The task:
Tally up the lines in the material where the word "plumage" appears, then give the total and nothing else.
[Records to process]
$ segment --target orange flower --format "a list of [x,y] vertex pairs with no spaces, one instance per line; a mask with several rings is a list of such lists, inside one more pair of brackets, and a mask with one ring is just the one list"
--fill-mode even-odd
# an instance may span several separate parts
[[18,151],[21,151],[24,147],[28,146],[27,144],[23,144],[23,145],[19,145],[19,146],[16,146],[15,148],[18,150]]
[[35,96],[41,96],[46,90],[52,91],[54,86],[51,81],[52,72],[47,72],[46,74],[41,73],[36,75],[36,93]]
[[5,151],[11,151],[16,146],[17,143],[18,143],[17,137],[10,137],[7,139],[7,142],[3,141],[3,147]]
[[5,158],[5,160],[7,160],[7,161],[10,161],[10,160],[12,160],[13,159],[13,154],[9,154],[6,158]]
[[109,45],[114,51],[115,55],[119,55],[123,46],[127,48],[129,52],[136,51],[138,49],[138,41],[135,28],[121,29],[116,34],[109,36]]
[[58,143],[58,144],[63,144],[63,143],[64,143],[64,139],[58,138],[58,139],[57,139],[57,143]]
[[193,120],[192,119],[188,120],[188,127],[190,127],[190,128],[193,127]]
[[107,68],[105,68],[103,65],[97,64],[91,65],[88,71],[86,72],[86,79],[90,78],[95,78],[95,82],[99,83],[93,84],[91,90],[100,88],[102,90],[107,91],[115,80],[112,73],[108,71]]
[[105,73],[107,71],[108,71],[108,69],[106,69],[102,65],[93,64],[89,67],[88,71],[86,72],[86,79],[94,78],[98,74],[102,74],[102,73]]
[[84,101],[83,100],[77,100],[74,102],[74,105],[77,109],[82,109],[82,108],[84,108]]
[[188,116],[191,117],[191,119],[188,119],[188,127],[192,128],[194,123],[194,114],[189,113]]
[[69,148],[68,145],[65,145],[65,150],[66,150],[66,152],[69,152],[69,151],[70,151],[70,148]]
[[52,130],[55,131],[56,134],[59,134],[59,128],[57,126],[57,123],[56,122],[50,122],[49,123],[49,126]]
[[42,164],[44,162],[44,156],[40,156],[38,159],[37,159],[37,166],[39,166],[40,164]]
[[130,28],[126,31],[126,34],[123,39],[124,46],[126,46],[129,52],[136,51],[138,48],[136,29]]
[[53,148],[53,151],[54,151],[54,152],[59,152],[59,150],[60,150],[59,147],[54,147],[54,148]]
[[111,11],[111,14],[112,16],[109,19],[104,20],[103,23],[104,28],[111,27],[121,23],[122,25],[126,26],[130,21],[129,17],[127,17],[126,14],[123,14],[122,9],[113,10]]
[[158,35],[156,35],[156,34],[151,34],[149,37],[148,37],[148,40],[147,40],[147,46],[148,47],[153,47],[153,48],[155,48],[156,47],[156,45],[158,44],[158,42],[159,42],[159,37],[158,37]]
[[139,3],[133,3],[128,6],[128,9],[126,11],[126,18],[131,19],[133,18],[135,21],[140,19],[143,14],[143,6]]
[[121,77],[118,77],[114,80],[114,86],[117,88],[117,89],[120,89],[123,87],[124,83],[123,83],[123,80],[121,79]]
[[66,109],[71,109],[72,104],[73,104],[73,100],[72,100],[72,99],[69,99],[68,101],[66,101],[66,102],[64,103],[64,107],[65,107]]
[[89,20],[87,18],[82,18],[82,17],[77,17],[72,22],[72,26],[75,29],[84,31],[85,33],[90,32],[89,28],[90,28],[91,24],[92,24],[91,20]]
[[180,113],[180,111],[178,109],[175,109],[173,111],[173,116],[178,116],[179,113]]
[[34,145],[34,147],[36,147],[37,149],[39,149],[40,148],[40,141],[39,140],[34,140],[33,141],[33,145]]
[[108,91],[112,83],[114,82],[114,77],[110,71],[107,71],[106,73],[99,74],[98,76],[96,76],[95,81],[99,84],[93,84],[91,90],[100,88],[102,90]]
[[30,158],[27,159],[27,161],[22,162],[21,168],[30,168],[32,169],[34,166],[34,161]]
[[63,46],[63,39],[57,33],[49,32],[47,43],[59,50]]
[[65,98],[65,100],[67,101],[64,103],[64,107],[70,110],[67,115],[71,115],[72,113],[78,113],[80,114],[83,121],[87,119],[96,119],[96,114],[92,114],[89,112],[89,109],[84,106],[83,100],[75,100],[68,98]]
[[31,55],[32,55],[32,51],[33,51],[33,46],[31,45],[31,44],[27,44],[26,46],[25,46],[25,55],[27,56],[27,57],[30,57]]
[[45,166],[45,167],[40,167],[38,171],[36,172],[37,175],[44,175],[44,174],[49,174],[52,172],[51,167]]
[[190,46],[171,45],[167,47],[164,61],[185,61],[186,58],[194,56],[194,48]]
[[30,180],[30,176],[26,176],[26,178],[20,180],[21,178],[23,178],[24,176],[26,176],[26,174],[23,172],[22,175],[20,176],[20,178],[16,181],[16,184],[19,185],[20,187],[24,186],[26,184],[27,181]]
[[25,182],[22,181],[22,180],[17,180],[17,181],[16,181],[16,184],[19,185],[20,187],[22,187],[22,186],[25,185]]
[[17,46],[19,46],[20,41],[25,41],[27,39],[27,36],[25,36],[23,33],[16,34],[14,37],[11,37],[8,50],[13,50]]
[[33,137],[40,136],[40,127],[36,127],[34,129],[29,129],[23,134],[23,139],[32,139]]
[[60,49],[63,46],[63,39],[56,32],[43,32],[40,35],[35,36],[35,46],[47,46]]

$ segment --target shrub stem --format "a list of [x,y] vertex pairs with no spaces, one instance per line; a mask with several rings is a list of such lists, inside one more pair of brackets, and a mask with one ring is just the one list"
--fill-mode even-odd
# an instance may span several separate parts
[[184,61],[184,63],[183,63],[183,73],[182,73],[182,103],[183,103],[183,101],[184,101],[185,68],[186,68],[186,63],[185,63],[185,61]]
[/Records to process]
[Records to process]
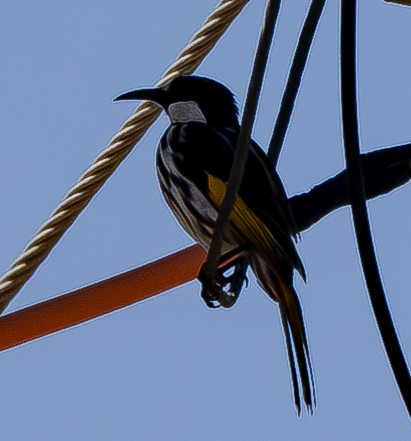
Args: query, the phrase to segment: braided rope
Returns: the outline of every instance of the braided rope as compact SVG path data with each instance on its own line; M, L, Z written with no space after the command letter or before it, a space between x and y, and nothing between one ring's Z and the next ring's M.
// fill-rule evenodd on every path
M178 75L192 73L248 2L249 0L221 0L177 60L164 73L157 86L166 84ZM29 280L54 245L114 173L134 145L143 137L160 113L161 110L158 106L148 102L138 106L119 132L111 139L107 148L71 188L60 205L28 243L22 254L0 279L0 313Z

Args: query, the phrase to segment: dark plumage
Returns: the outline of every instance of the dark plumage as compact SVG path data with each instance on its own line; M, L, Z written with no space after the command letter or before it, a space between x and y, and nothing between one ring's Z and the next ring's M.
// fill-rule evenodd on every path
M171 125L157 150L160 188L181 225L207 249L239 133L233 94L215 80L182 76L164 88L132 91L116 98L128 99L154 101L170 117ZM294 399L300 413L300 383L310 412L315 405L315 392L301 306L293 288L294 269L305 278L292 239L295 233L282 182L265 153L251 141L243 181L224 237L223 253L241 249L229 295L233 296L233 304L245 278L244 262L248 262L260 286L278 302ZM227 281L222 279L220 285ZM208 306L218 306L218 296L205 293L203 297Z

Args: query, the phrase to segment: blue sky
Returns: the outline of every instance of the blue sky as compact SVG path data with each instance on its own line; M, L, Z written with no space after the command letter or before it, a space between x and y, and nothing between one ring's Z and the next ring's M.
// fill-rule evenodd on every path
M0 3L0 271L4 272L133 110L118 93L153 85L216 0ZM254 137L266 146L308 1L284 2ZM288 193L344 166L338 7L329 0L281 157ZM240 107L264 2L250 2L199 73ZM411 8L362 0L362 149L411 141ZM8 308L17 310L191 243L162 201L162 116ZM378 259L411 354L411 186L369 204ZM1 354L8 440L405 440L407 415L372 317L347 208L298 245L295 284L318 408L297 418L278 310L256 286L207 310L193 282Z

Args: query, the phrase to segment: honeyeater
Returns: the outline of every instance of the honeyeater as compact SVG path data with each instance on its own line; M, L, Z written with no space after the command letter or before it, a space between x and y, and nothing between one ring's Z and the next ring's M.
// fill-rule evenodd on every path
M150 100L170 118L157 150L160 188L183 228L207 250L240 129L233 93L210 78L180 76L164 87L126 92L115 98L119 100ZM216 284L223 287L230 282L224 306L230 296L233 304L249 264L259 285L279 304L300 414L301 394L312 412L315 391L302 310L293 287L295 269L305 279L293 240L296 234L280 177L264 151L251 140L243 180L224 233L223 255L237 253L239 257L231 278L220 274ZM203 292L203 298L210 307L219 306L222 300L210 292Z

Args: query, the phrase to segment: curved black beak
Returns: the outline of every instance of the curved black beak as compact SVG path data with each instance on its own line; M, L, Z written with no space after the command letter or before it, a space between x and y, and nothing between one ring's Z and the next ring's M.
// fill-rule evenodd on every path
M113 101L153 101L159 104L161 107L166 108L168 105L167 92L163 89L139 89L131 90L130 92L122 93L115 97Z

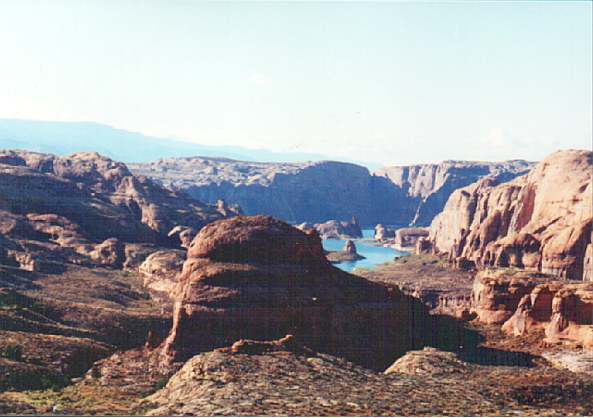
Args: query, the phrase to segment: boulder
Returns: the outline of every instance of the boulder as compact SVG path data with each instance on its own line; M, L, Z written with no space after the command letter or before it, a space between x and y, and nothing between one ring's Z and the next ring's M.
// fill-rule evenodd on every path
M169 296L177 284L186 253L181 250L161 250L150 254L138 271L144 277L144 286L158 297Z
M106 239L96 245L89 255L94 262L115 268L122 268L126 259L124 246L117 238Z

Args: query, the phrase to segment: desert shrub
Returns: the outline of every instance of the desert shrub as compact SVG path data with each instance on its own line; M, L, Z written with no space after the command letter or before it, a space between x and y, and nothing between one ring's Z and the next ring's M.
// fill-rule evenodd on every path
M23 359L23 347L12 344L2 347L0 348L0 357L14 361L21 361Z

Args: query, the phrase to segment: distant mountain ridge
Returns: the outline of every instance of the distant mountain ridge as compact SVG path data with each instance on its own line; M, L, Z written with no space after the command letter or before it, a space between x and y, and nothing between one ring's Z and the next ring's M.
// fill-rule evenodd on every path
[/Records to process]
[Records to process]
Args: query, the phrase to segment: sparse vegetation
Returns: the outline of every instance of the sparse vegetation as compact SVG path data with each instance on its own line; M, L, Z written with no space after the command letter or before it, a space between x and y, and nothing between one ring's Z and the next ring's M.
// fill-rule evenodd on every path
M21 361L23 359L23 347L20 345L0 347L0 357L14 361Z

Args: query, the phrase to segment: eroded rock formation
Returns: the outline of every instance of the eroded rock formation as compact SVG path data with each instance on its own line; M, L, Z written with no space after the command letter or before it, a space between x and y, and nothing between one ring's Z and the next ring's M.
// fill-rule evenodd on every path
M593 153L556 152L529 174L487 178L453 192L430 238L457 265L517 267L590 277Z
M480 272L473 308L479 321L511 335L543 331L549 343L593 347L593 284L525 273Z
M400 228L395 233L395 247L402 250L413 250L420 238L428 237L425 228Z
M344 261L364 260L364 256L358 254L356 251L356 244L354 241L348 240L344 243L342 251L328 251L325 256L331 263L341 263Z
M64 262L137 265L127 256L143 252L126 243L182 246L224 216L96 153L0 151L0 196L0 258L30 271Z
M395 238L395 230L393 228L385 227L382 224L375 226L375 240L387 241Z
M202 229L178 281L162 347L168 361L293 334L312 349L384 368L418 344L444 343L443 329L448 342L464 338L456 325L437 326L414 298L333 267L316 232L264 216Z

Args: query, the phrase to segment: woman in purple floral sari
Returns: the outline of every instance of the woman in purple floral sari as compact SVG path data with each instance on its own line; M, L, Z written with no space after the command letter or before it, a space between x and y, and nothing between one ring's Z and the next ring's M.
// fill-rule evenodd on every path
[/Records to process]
Response for this exercise:
2